• Fonte:
I NEA si suddividono convenzionalmente in tre classi, in base alla combinazione di due parametri orbitali dinamici attuali, il semiasse maggiore e l'eccentricità, che determinano a loro volta la distanza perielica e afelica; i nomi dei tre gruppi derivano dal primo asteroide scoperto avente le caratteristiche comuni agli altri componenti della categoria.
Gli asteroidi del tipo Amor hanno distanze perieliche variabili tra 1,017 e 1,3 UA; dato che la Terra orbita fra le 0,983 e le 1,017 UA dal Sole, essi possono attraversare l'orbita di Marte, e solo approssimarsi esternamente a quella terrestre.
Gli oggetti Apollo hanno il semiasse maggiore dell'orbita superiore a 1 UA mentre il perielio si trova sempre a distanza minore di 1,017 UA, di conseguenza tagliano tutti l'orbita della Terra sebbene abbiano un periodo orbitale più lungo di un anno.

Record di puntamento
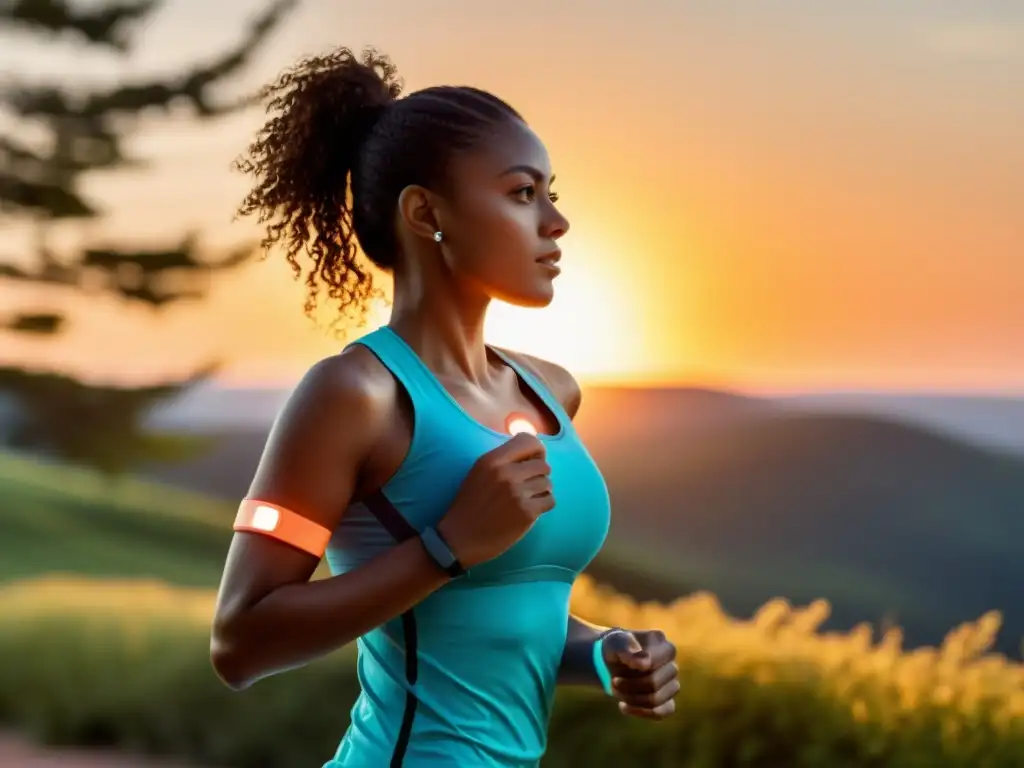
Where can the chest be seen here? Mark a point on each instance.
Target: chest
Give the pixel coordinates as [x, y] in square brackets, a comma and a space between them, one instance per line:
[567, 537]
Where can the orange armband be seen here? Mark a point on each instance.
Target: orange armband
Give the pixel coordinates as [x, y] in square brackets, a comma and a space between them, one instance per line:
[275, 521]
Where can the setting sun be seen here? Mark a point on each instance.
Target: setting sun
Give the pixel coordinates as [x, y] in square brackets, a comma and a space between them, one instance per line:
[590, 328]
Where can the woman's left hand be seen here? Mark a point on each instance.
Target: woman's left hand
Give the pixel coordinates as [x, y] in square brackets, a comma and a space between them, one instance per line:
[644, 676]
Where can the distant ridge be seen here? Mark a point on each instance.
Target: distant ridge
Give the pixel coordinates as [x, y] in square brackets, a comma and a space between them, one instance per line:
[992, 421]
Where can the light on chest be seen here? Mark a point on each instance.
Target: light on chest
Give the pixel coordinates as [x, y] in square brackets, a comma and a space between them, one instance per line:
[517, 423]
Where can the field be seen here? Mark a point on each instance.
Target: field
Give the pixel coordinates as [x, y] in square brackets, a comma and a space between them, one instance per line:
[111, 649]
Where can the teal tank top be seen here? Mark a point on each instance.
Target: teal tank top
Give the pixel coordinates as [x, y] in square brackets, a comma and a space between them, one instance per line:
[467, 677]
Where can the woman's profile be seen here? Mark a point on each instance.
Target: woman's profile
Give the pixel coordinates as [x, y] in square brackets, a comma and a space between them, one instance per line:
[453, 544]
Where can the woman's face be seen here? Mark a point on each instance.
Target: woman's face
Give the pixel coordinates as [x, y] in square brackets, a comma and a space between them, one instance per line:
[501, 226]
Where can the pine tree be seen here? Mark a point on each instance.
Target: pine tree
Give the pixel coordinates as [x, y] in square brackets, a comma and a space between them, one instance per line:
[52, 413]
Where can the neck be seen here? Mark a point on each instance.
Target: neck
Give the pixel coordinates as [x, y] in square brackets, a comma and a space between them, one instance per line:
[443, 324]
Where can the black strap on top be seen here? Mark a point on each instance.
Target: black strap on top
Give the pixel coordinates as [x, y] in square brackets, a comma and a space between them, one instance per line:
[401, 530]
[389, 516]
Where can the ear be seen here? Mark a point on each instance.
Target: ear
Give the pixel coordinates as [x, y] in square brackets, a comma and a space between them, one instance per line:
[418, 212]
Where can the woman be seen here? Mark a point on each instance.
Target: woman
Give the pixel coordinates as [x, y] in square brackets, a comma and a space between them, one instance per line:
[454, 547]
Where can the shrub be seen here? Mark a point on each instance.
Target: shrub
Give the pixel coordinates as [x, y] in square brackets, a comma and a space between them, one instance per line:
[127, 665]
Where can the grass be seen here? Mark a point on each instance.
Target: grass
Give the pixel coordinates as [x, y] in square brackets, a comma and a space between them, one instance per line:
[66, 520]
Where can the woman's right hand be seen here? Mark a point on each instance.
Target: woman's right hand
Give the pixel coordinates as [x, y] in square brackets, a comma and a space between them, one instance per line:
[504, 494]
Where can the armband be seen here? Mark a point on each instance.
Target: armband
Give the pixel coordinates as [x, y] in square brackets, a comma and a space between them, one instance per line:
[270, 519]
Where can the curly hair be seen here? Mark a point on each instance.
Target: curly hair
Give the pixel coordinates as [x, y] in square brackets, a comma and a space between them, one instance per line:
[336, 153]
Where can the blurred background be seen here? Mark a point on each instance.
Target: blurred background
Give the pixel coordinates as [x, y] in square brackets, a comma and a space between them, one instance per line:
[794, 291]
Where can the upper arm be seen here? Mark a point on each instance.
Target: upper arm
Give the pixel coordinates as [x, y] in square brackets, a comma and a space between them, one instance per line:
[310, 465]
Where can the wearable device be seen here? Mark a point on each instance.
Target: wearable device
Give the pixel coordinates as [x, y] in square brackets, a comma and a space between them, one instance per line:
[517, 423]
[440, 553]
[278, 522]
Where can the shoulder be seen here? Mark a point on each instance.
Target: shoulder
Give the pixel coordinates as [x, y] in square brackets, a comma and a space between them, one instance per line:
[351, 388]
[562, 384]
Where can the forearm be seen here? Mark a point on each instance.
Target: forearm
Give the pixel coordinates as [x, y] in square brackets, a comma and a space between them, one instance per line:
[299, 623]
[578, 657]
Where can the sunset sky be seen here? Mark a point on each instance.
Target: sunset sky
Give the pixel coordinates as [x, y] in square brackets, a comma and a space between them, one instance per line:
[785, 195]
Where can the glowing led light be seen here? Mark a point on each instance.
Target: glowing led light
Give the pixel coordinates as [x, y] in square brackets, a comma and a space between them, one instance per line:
[265, 518]
[518, 423]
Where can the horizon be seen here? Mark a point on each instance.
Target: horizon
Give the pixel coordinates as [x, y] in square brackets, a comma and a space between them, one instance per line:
[770, 211]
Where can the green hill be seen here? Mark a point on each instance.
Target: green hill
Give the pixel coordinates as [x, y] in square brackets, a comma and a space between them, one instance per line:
[56, 519]
[64, 520]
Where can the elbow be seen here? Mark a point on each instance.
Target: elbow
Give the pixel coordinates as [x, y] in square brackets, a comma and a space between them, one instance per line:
[228, 658]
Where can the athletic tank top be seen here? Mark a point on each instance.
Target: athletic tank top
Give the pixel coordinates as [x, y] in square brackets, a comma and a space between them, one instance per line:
[467, 677]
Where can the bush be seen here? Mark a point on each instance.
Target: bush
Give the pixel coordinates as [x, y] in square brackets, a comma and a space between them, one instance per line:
[127, 665]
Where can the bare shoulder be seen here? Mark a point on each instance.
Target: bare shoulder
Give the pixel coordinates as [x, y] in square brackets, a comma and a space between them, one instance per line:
[331, 423]
[352, 386]
[558, 379]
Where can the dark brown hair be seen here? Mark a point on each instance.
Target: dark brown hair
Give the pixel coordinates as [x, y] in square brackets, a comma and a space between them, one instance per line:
[337, 151]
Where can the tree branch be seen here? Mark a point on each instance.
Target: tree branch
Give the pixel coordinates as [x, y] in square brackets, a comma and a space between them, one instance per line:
[104, 25]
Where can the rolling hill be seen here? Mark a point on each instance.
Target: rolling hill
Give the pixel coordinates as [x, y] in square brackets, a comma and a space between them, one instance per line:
[751, 500]
[712, 491]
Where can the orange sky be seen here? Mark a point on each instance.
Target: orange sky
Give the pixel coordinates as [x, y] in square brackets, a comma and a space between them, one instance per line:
[794, 198]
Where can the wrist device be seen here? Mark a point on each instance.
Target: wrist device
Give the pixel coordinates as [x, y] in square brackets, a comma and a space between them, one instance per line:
[440, 553]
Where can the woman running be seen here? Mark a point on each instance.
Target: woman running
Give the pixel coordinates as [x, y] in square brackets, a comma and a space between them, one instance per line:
[453, 545]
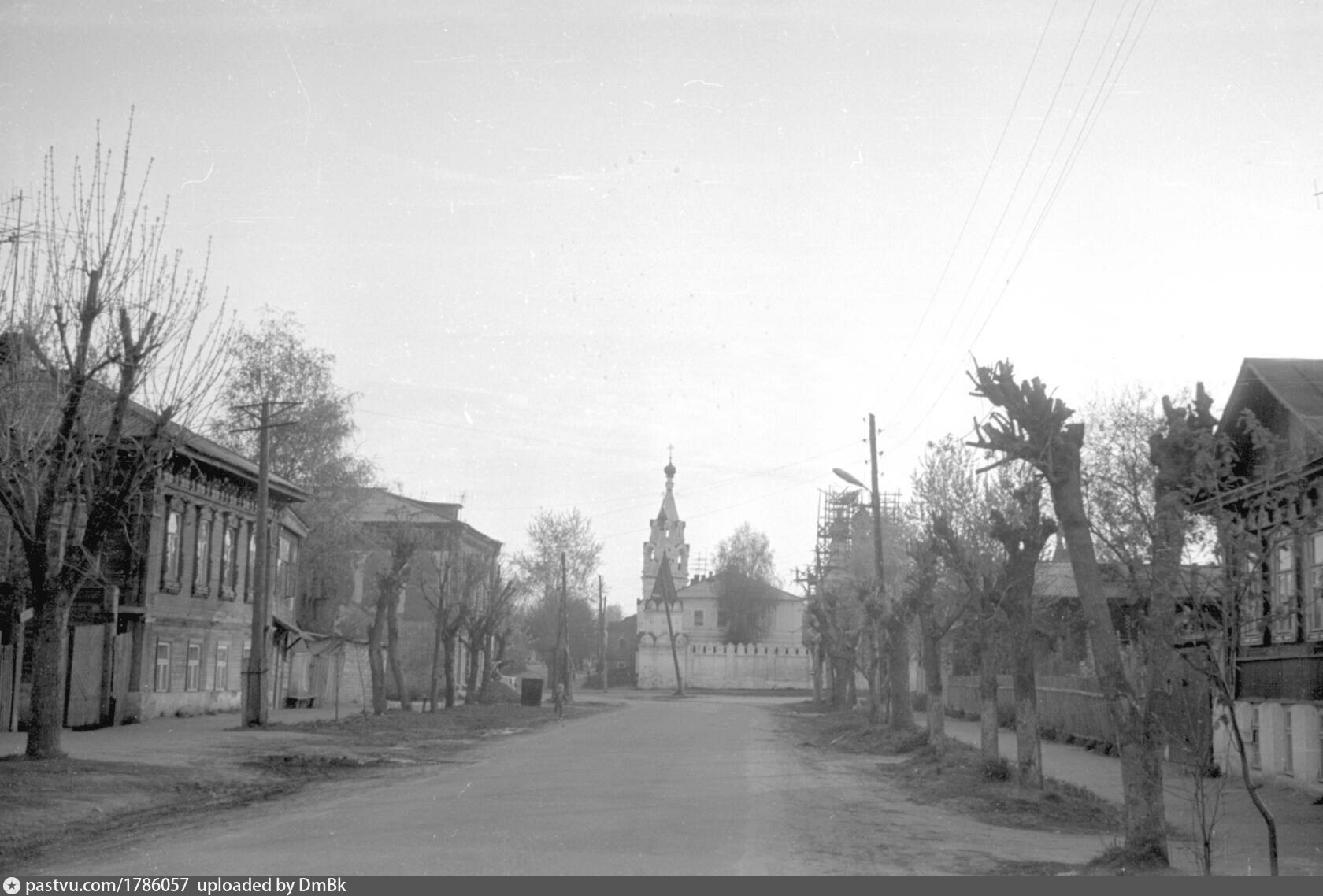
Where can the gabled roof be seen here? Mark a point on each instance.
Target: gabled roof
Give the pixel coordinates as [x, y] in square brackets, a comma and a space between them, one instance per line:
[380, 505]
[708, 587]
[1294, 383]
[1054, 580]
[198, 448]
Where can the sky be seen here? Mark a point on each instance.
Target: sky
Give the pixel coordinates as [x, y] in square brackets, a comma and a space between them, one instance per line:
[554, 244]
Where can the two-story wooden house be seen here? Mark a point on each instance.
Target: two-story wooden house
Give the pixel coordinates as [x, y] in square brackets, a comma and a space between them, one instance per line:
[1280, 639]
[169, 631]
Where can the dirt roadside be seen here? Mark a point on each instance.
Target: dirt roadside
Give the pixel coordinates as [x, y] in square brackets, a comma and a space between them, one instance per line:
[165, 772]
[888, 812]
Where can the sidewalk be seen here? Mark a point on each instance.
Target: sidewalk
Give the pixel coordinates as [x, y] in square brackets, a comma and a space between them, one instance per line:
[1240, 839]
[172, 740]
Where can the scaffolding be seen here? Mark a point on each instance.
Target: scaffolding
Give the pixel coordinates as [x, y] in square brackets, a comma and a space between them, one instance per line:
[844, 515]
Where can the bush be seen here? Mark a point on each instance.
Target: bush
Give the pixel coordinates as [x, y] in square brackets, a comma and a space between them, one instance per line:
[998, 769]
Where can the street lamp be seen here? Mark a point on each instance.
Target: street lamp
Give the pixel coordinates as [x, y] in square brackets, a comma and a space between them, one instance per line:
[877, 552]
[876, 503]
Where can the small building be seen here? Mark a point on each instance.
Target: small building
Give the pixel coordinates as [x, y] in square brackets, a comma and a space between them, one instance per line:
[169, 630]
[447, 551]
[698, 626]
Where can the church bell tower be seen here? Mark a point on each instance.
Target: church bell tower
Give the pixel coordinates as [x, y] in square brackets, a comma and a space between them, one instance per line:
[667, 539]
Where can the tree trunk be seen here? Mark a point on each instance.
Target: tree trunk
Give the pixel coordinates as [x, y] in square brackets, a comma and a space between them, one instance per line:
[1251, 788]
[842, 672]
[988, 735]
[471, 683]
[50, 653]
[1141, 764]
[449, 645]
[933, 678]
[375, 665]
[434, 686]
[1028, 746]
[818, 674]
[397, 670]
[875, 698]
[901, 709]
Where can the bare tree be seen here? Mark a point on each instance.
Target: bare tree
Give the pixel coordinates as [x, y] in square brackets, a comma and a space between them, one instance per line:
[490, 616]
[402, 542]
[1029, 425]
[938, 608]
[110, 348]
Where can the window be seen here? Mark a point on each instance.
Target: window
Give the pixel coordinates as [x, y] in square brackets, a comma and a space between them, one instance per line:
[1288, 748]
[202, 568]
[229, 560]
[284, 564]
[1252, 746]
[1314, 591]
[192, 672]
[169, 563]
[1285, 612]
[252, 560]
[221, 682]
[161, 680]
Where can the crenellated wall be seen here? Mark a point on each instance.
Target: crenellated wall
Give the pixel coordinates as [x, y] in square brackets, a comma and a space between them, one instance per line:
[724, 666]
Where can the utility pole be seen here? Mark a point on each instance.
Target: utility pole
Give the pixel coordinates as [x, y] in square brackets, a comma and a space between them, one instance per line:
[601, 618]
[561, 631]
[877, 569]
[254, 676]
[665, 584]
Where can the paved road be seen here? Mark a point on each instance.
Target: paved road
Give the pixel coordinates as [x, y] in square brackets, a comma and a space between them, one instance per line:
[695, 787]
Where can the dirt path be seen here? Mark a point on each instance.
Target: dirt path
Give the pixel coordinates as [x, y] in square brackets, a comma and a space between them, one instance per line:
[844, 816]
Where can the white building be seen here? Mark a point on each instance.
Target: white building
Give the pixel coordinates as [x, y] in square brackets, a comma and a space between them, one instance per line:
[699, 626]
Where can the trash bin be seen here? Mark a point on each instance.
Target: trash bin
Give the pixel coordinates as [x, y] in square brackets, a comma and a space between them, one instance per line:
[531, 692]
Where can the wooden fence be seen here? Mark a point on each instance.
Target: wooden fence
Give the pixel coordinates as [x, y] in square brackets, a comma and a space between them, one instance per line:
[1073, 705]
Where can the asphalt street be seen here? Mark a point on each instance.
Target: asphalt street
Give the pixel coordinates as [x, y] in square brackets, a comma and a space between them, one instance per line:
[655, 787]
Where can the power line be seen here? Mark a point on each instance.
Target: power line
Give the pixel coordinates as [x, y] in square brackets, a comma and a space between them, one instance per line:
[978, 194]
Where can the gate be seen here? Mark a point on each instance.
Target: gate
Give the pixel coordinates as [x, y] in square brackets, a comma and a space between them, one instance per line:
[8, 687]
[120, 680]
[83, 705]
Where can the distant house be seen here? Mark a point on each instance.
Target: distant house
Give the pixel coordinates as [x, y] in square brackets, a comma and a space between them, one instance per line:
[442, 539]
[1280, 651]
[169, 630]
[778, 661]
[621, 637]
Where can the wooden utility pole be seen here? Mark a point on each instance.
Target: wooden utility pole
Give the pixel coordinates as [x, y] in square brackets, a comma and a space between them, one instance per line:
[562, 649]
[254, 709]
[254, 676]
[873, 625]
[667, 587]
[601, 618]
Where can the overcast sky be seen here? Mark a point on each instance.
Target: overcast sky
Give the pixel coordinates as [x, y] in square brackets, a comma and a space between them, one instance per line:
[547, 241]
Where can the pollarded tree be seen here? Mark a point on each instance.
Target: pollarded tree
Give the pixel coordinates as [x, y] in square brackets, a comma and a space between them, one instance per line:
[491, 616]
[954, 503]
[745, 577]
[1029, 425]
[539, 568]
[274, 363]
[109, 350]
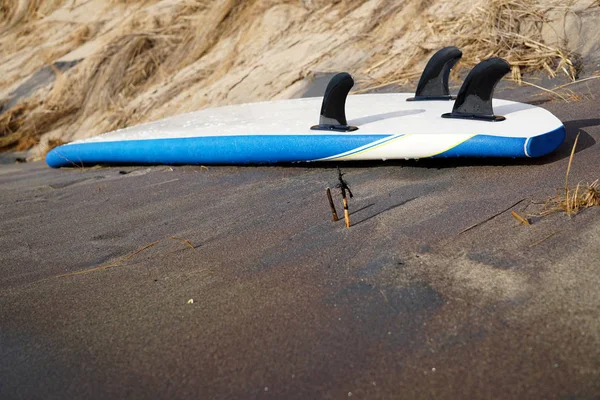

• Richiesta 1: Nel testo sulla classificazione dei NEA, entro quale intervallo cadono le distanze perieliche degli asteroidi di tipo Amor?
• Richiesta 2: Prosegui il testo sulla classificazione dei NEA a partire dall'ultima frase riportata.

• Output atteso 1: Tra 1,017 e 1,3 UA.

• Output atteso 2:
Infine gli Aten, scoperti a partire dal gennaio 1976, sono i NEA più rari: passano la maggior parte del tempo nella zona di spazio interna all'orbita terrestre, incontrando la solo nei pressi del loro afelio, quando raggiungono la distanza di poco più di 1 UA dal Sole; dato che i loro semiassi maggiori sono in media più corti di quello della Terra, il loro periodo orbitale risulta minore di un anno.
Gli Apollo e gli Aten intersecano effettivamente l'orbita terrestre; i primi si trovano di solito esternamente ad essa, mentre i secondi sono spesso localizzati al suo interno, fra Venere e la Terra.
Considerando solo i corpi più grandi di un chilometro, i NEA rappresentano circa lo 0,1% della popolazione asteroidale totale del Sistema Solare. I ricercatori stimano che esistano circa 10.000 NEA con dimensioni comprese tra 0,5 e 5 chilometri, di cui oltre 2000 potrebbero avvicinarsi pericolosamente all'orbita terrestre.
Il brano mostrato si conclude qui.